What needs to be done. Retype every line of the data, keeping each word exactly.

Source information section start

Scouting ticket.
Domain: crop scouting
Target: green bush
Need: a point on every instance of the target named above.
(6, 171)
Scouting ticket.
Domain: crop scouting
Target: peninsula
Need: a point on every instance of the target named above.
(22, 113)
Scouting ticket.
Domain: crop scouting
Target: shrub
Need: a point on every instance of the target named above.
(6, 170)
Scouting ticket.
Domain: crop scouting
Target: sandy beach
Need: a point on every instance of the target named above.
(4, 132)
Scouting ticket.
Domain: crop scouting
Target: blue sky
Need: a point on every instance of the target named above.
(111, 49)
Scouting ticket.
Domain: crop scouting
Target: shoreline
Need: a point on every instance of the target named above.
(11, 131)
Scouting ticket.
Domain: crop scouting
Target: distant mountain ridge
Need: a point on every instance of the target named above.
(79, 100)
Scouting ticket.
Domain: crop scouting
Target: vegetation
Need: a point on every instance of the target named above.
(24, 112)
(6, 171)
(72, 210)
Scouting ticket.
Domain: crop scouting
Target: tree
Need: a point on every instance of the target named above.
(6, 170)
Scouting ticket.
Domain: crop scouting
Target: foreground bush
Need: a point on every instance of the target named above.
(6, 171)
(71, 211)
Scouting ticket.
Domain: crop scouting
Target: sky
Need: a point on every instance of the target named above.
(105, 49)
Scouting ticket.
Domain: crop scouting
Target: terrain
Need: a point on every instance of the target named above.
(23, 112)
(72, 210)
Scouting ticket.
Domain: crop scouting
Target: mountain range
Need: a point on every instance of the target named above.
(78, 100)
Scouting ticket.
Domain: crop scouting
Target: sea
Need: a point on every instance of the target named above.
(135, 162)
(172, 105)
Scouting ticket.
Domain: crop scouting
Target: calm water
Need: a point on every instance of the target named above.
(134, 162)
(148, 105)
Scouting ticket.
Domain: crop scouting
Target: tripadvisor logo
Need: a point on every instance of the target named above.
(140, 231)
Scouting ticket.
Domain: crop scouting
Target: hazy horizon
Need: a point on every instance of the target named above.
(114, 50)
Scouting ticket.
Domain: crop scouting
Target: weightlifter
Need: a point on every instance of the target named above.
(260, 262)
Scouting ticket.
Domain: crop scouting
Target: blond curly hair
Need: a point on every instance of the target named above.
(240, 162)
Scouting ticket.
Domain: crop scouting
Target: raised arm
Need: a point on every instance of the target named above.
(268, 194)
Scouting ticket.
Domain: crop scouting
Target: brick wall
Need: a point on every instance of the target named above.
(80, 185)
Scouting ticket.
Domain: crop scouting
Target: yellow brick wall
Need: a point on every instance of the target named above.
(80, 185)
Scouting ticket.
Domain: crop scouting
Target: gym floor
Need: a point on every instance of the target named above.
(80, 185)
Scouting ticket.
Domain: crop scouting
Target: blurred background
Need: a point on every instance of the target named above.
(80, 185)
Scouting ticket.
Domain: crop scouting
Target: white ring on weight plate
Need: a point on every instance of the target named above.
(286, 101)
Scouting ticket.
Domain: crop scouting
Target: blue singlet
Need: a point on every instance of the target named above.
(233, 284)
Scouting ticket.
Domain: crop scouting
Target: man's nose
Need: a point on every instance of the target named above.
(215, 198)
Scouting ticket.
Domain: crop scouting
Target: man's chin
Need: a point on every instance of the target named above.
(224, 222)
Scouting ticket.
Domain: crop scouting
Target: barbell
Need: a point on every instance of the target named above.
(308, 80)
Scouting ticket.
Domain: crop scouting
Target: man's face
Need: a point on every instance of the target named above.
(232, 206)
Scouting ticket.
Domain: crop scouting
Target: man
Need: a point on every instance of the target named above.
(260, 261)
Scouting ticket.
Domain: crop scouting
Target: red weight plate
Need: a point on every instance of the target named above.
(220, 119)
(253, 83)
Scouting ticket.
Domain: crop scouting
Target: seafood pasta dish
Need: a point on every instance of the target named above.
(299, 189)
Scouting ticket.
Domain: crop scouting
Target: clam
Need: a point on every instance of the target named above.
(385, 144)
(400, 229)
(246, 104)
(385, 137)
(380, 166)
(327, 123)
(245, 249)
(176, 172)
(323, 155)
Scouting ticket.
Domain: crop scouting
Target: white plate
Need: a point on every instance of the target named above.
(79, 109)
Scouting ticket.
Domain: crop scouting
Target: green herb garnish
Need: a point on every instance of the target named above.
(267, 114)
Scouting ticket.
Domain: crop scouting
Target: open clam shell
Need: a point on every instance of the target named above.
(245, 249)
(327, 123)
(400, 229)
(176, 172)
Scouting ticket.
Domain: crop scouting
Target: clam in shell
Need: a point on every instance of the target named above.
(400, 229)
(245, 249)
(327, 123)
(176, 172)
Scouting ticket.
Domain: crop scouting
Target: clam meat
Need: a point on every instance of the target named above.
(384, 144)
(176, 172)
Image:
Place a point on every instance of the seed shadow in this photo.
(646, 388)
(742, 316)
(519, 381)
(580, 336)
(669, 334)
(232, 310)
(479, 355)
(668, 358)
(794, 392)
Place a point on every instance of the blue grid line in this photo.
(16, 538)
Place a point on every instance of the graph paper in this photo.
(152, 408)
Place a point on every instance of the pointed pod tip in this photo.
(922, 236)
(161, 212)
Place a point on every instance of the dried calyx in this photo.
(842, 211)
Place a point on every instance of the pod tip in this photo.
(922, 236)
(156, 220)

Source information section end

Exercise solution.
Scouting ticket.
Domain: crop scouting
Target: green bush
Need: a point on every instance of the target named above.
(6, 171)
Scouting ticket.
Domain: crop scouting
Target: peninsula
Need: a point on every instance of the target named above.
(22, 113)
Scouting ticket.
Domain: crop scouting
Target: shrub
Need: a point on every instance of the target named above.
(6, 170)
Scouting ticket.
Domain: crop scouting
Target: sandy beach
Need: a point on every instance of the target named above.
(4, 132)
Scouting ticket.
Domain: crop scouting
Target: blue sky
Need: a point on every instance of the target named above.
(111, 49)
Scouting ticket.
Domain: crop scouting
Target: shoreline
Need: a point on every instance of the target named above.
(11, 131)
Scouting ticket.
Domain: crop scouting
Target: distant mountain ridge
Need: a point on every instance of the target named above.
(79, 100)
Scouting ticket.
Domain: crop scouting
Target: vegetation
Need: a point on every instance of the target named above.
(24, 112)
(6, 171)
(72, 210)
Scouting ticket.
Domain: crop scouting
Target: tree
Need: a point on every instance of the target named above.
(6, 170)
Scouting ticket.
Domain: crop scouting
Target: foreground bush
Need: a point on every instance of the target named above.
(6, 171)
(71, 211)
Scouting ticket.
Domain: crop scouting
Target: sky
Need: a point on every instance of the target named above.
(105, 49)
Scouting ticket.
Domain: crop scouting
Target: terrain
Need: a point on every instance of the target named above.
(23, 112)
(72, 210)
Scouting ticket.
Domain: crop scouting
Target: mountain range
Need: a point on every instance of the target named above.
(78, 100)
Scouting ticket.
Domain: crop scouting
Target: sea
Need: a point on every instance of the target named above.
(135, 162)
(172, 105)
Scouting ticket.
Domain: crop scouting
Target: calm water
Need: a point on every instance of the target named above.
(134, 162)
(148, 105)
Scouting ticket.
Domain: crop scouting
Target: tripadvisor logo
Need: a point on every instance of the target named above.
(140, 231)
Scouting ticket.
Domain: crop scouting
Target: hazy horizon
Need: a point on every instance of the target named above.
(114, 50)
Scouting ticket.
Domain: crop scouting
Target: weightlifter
Need: a point on every instance of the target named above.
(260, 262)
Scouting ticket.
Domain: crop scouting
Target: blond curly hair
Need: a point on every instance of the target named above.
(240, 162)
Scouting ticket.
Domain: crop scouting
Target: raised arm
Need: a point on every instance of the target named above.
(268, 194)
Scouting ticket.
Domain: crop scouting
Target: brick wall
Need: a point on every instance of the target named above.
(80, 185)
Scouting ticket.
Domain: crop scouting
Target: yellow brick wall
Need: a point on every instance of the target named above.
(80, 185)
Scouting ticket.
Domain: crop scouting
Target: gym floor
Need: a point on every instance of the target named above.
(80, 185)
Scouting ticket.
Domain: crop scouting
Target: blurred background
Need: a point on every instance of the target named above.
(80, 185)
Scouting ticket.
Domain: crop scouting
Target: white ring on weight plate
Need: a point on every instance of the target named above.
(286, 101)
Scouting ticket.
Domain: crop scouting
Target: blue singlet
Need: a point on every instance of the target named above.
(233, 284)
Scouting ticket.
Domain: crop scouting
Target: man's nose
Need: a point on every instance of the target named above.
(215, 198)
Scouting ticket.
Domain: crop scouting
Target: man's chin
Need: a point on every instance of the target named above.
(224, 222)
Scouting ticket.
Domain: crop scouting
Target: barbell
Need: a point on every instance of the target named above.
(308, 80)
Scouting ticket.
Domain: crop scouting
Target: man's face
Need: a point on every instance of the target named above.
(232, 206)
Scouting ticket.
Domain: crop scouting
Target: man
Need: a point on every instance of the target named above.
(260, 261)
Scouting ticket.
Domain: crop scouting
Target: red weight plate
Need: a point on every instance of the target named above.
(220, 119)
(253, 83)
Scouting ticket.
Domain: crop scouting
Target: seafood pasta dish
Need: a point on every instance of the target named above.
(299, 189)
Scouting ticket.
Domain: crop scouting
Target: clam
Need: a point on every instance of the target named above.
(385, 144)
(400, 229)
(246, 104)
(385, 137)
(380, 166)
(327, 123)
(245, 249)
(176, 172)
(323, 155)
Scouting ticket.
Domain: crop scouting
Target: white plate
Need: a point on every instance of the target named above.
(79, 109)
Scouting ticket.
Domain: crop scouting
Target: green herb garnish
Need: a point on every instance of the target named above.
(267, 114)
Scouting ticket.
Domain: crop scouting
Target: open clam shell
Need: a point on every instance of the target named above.
(245, 249)
(327, 123)
(400, 229)
(176, 172)
Scouting ticket.
Domain: crop scouting
Target: clam in shell
Need: a point on every instance of the target named above.
(400, 229)
(245, 249)
(327, 123)
(176, 172)
Scouting ticket.
Domain: crop scouting
Target: clam meat
Need: a point on every instance of the target named above.
(384, 144)
(176, 172)
Image:
Place a point on every instance of the seed shadow in this photo.
(646, 388)
(742, 316)
(519, 381)
(580, 336)
(669, 334)
(232, 310)
(479, 355)
(668, 358)
(794, 392)
Place a point on every instance of the blue grid line in this photo.
(16, 538)
Place a point on every instance of the graph paper in this photo.
(152, 408)
Place a point on every instance of the pointed pod tip in this photo.
(922, 236)
(161, 212)
Place a point on every instance of the dried calyx in this photo.
(842, 211)
Place a point on every instance of the pod tip in this photo.
(922, 236)
(156, 220)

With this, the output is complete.